# DATA SECTION:
· · · ·

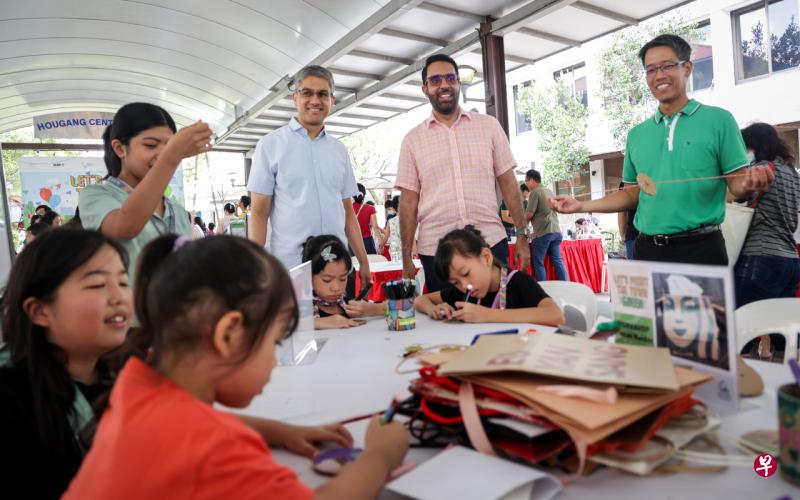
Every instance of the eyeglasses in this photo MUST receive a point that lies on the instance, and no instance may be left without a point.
(436, 80)
(309, 93)
(666, 67)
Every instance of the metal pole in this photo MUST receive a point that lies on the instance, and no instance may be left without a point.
(494, 73)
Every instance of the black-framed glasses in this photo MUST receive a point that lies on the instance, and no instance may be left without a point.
(309, 93)
(666, 67)
(436, 80)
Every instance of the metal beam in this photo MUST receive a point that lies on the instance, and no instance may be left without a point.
(494, 67)
(337, 123)
(509, 57)
(373, 24)
(549, 37)
(378, 107)
(356, 116)
(38, 146)
(356, 74)
(441, 42)
(527, 14)
(381, 57)
(403, 97)
(430, 7)
(610, 14)
(460, 46)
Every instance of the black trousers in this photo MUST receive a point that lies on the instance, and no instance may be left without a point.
(706, 249)
(432, 281)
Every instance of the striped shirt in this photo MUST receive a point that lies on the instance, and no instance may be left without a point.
(775, 218)
(454, 171)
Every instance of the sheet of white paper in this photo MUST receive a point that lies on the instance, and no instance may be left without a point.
(465, 474)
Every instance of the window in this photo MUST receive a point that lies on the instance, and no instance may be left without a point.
(767, 38)
(523, 119)
(702, 60)
(575, 78)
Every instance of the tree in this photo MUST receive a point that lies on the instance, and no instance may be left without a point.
(786, 48)
(625, 98)
(373, 149)
(559, 120)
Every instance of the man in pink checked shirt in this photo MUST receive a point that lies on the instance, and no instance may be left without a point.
(447, 172)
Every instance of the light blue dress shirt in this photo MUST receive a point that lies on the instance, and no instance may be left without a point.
(307, 179)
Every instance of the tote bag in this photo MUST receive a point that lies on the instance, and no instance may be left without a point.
(734, 229)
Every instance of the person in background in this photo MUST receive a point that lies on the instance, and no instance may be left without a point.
(367, 219)
(546, 237)
(67, 305)
(42, 209)
(684, 139)
(627, 231)
(229, 213)
(481, 289)
(505, 215)
(51, 218)
(302, 181)
(244, 206)
(197, 231)
(392, 231)
(768, 265)
(330, 267)
(198, 221)
(35, 230)
(214, 335)
(447, 172)
(142, 152)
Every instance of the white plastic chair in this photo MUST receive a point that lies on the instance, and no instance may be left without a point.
(574, 298)
(769, 316)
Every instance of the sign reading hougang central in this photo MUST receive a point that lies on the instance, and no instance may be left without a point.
(77, 125)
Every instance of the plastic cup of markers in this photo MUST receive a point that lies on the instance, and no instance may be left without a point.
(400, 314)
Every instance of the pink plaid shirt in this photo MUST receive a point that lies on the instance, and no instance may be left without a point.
(454, 170)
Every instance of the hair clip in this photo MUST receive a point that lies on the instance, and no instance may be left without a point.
(327, 254)
(179, 242)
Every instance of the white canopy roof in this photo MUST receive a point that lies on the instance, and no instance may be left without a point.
(229, 62)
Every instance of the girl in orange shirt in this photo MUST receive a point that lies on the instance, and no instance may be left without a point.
(213, 337)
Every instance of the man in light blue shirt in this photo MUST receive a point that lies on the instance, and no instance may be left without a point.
(301, 178)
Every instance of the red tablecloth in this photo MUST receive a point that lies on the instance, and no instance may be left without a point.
(378, 279)
(582, 258)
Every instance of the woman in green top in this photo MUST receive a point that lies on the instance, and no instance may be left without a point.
(142, 152)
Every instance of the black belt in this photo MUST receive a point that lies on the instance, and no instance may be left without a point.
(663, 240)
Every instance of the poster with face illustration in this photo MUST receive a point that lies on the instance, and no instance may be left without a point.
(693, 316)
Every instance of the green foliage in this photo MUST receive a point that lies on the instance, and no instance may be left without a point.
(786, 48)
(625, 97)
(560, 123)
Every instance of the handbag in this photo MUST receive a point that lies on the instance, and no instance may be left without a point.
(737, 224)
(735, 228)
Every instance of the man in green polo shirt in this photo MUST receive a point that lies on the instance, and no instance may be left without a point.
(683, 141)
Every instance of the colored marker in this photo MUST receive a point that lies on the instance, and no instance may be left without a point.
(498, 332)
(388, 415)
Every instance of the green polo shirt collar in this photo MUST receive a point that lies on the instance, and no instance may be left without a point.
(688, 110)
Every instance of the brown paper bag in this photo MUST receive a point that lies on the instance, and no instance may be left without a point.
(561, 356)
(586, 419)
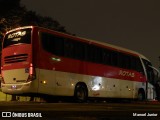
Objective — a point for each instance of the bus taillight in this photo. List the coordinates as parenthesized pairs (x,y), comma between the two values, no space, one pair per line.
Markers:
(32,74)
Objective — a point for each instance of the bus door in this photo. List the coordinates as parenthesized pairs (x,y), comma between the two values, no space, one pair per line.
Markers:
(152,78)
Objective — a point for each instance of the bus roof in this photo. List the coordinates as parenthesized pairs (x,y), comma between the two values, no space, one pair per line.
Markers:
(117,48)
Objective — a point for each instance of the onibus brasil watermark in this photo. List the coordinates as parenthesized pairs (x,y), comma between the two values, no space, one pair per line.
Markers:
(146,114)
(21,114)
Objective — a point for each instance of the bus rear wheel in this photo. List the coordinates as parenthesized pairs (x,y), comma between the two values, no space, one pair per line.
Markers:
(80,93)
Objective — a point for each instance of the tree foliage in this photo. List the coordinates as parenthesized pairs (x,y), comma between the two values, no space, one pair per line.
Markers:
(13,15)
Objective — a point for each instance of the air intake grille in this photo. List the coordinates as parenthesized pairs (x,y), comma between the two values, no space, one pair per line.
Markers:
(15,58)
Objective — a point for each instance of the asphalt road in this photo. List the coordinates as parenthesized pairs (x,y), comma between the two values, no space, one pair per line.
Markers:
(80,111)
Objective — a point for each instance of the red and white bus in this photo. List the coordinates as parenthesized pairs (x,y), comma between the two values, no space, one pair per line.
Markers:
(39,61)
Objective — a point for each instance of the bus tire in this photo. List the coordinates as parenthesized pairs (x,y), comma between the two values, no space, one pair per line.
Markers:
(80,93)
(141,95)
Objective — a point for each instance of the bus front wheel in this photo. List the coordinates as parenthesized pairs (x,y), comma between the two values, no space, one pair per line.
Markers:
(81,93)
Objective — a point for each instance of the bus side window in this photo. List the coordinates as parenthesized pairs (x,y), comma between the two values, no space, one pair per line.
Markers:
(138,65)
(106,57)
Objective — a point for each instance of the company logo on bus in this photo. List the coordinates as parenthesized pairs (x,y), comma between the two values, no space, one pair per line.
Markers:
(126,73)
(17,34)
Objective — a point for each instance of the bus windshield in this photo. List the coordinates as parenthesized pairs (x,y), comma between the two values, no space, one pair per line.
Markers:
(22,36)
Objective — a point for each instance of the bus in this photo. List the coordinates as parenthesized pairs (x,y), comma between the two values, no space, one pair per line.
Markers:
(40,62)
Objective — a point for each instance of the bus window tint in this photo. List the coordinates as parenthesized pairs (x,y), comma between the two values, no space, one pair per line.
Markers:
(17,37)
(52,44)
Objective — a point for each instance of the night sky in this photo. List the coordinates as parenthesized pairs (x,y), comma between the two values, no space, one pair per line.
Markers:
(132,24)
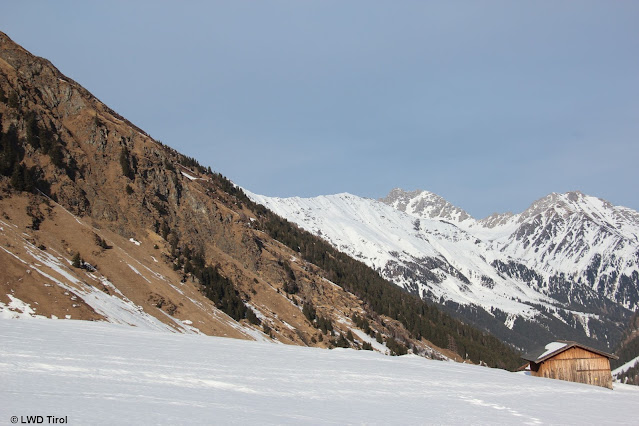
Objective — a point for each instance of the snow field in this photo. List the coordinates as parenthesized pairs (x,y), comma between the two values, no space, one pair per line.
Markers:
(100,373)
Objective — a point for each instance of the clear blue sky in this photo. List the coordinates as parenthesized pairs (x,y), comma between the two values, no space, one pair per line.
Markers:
(490,104)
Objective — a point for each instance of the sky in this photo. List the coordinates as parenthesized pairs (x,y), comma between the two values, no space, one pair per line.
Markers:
(490,104)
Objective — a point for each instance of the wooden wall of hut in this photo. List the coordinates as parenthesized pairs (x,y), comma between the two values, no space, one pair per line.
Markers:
(577,365)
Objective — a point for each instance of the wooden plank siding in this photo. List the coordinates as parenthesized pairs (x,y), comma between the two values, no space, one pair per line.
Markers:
(576,365)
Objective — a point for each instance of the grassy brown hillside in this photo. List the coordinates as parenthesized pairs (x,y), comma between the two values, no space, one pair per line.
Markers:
(99,221)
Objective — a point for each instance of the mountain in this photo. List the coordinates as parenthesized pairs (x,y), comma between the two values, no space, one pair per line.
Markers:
(101,222)
(626,368)
(567,267)
(97,373)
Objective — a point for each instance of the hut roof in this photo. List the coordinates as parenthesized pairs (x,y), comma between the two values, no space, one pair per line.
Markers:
(554,348)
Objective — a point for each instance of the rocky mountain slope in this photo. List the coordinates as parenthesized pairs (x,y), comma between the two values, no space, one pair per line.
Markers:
(567,267)
(101,222)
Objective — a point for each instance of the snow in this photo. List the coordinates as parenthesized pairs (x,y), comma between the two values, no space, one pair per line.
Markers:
(99,373)
(417,231)
(188,176)
(552,347)
(627,366)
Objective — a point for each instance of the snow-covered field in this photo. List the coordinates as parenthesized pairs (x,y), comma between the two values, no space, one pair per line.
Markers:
(100,373)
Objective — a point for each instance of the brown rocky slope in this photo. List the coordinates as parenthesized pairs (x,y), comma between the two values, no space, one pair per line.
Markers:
(101,222)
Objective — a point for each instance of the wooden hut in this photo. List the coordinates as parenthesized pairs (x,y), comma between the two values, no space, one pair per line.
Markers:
(571,361)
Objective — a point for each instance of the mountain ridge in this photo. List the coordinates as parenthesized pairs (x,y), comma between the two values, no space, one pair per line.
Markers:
(515,267)
(102,222)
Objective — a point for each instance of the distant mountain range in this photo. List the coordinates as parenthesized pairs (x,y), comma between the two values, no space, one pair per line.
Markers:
(567,267)
(99,221)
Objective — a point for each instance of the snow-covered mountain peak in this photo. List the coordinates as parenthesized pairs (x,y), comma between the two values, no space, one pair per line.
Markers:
(425,204)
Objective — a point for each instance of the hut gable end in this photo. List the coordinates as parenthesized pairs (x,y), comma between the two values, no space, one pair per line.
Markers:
(572,362)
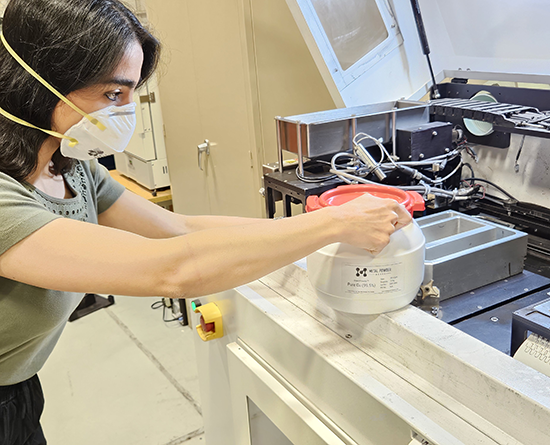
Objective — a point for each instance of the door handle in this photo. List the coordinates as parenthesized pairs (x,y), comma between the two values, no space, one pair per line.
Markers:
(203,148)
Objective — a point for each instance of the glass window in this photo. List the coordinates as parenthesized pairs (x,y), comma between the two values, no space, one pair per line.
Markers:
(353,27)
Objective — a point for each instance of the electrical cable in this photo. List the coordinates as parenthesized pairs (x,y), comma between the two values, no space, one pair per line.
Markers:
(500,189)
(158,305)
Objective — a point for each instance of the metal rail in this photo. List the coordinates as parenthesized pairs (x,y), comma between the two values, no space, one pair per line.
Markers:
(504,117)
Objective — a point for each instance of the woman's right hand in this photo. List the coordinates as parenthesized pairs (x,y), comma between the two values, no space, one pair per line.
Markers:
(368,221)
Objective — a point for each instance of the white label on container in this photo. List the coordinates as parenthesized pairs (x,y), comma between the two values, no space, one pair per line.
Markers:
(380,279)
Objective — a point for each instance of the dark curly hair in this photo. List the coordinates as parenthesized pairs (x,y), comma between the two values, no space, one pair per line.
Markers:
(72,44)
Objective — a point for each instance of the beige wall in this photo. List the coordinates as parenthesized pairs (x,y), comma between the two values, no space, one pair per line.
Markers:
(229,68)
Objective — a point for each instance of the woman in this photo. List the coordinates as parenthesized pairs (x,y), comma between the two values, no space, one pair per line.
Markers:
(68,70)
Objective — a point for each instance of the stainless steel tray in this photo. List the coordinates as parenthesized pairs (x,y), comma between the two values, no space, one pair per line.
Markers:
(465,252)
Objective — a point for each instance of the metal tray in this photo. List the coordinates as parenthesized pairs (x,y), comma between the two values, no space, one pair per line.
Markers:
(465,252)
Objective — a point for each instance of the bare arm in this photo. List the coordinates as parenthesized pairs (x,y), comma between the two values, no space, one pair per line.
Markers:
(74,256)
(135,214)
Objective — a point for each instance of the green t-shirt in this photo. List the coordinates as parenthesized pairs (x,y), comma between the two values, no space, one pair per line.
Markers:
(32,318)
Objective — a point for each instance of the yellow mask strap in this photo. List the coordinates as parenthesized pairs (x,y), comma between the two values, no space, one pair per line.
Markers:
(48,86)
(26,124)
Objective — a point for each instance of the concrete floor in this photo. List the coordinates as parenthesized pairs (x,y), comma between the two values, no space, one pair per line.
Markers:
(122,376)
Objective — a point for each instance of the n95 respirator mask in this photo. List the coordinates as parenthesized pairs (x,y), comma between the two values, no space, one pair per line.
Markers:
(102,133)
(86,140)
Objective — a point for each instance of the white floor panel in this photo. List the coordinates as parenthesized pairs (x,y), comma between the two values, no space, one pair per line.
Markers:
(120,376)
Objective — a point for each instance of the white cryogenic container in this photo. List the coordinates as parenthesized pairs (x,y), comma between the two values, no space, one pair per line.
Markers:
(351,279)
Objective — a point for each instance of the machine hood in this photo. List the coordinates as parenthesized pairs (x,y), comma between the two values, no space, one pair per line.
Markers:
(370,51)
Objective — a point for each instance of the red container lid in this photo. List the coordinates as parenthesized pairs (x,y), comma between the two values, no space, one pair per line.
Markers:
(412,201)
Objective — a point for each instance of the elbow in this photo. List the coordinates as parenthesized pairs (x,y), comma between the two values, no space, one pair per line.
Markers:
(179,283)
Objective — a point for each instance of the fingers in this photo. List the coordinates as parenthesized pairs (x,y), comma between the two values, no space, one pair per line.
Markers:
(404,218)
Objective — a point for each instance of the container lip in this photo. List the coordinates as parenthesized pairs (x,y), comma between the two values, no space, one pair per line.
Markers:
(345,193)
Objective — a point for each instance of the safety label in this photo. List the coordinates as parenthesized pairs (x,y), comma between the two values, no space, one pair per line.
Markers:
(381,279)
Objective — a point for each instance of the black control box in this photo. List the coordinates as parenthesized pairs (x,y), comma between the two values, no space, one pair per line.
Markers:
(424,141)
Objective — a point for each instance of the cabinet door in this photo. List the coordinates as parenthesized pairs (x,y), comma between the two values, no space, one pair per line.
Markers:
(142,144)
(207,96)
(265,412)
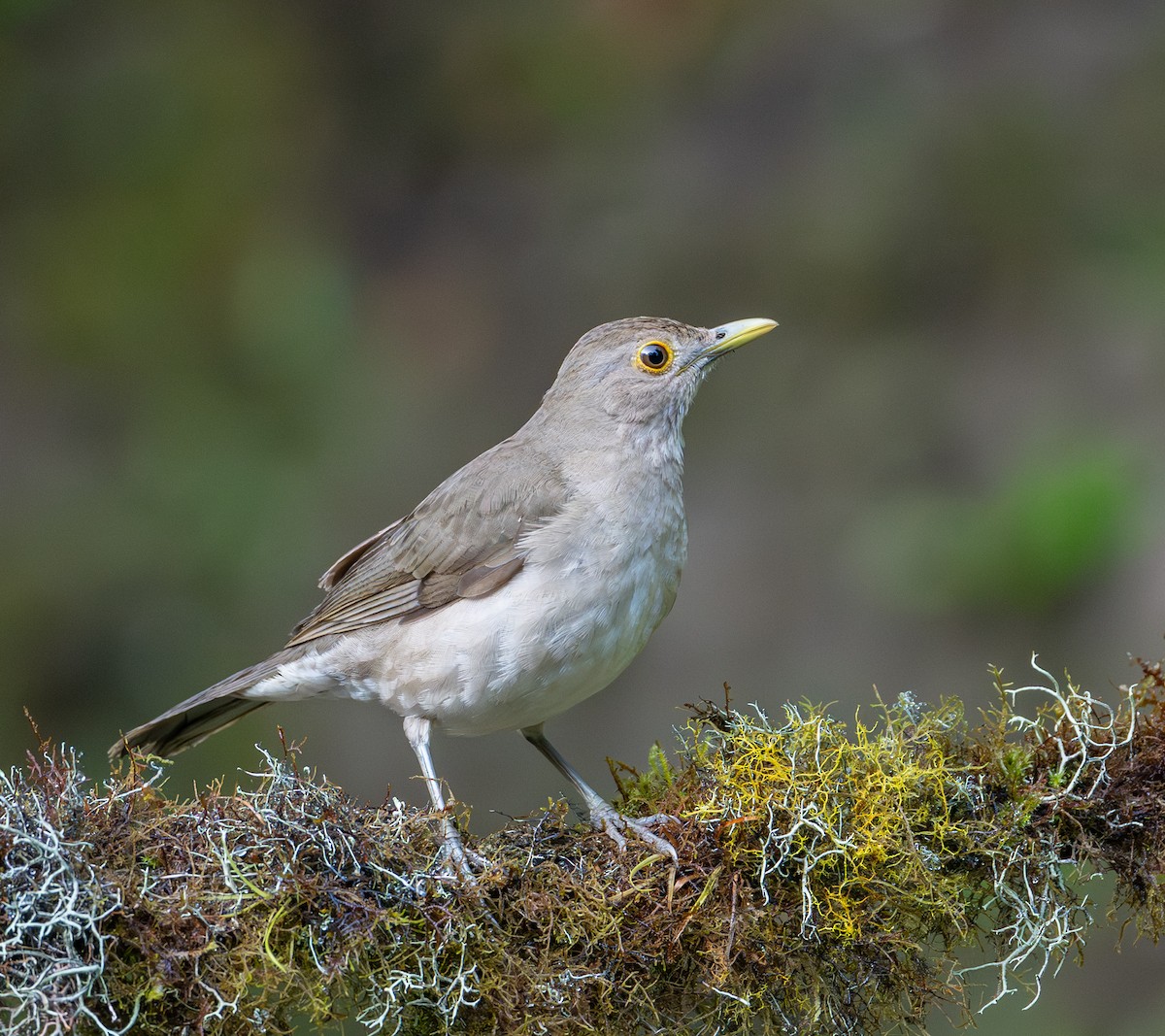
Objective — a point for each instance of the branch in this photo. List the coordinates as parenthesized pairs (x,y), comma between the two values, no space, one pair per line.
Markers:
(828,875)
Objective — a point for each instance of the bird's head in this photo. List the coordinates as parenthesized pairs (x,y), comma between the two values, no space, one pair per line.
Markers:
(644,370)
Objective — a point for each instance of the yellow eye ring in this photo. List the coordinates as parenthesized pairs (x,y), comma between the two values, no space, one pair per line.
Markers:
(653,356)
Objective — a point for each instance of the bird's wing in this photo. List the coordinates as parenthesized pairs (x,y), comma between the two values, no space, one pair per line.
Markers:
(464,540)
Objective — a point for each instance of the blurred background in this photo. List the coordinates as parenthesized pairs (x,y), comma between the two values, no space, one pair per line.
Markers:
(269,272)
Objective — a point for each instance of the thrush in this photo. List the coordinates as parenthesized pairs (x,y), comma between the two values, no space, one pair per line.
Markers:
(524,583)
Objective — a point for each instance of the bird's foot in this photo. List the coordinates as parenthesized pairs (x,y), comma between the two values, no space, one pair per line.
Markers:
(617,827)
(454,861)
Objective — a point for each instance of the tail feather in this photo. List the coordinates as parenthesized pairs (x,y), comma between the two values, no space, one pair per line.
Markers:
(204,714)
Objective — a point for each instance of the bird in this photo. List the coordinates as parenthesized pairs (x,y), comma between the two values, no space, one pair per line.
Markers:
(523,584)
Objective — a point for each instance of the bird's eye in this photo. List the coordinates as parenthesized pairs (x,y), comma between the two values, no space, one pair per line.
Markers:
(655,356)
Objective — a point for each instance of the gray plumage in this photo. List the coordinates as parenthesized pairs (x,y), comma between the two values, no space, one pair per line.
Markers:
(523,583)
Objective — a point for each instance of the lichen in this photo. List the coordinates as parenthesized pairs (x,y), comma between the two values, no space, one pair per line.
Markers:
(831,873)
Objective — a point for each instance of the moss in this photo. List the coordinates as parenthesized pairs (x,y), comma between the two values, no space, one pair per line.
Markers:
(830,874)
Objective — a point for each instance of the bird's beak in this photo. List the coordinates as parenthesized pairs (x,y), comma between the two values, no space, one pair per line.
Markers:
(732,336)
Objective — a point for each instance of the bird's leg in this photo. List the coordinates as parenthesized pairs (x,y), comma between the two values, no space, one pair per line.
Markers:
(604,816)
(416,729)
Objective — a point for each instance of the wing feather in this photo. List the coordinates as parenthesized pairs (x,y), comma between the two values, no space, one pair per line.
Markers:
(463,541)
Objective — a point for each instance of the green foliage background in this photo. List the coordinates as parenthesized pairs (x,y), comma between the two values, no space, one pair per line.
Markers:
(271,271)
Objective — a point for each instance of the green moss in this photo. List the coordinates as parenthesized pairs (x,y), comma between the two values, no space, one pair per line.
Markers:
(828,874)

· · · ·

# REQUIRED WORK:
Answer only with how many lines in the records include "covered".

# SOLVED EXERCISE:
2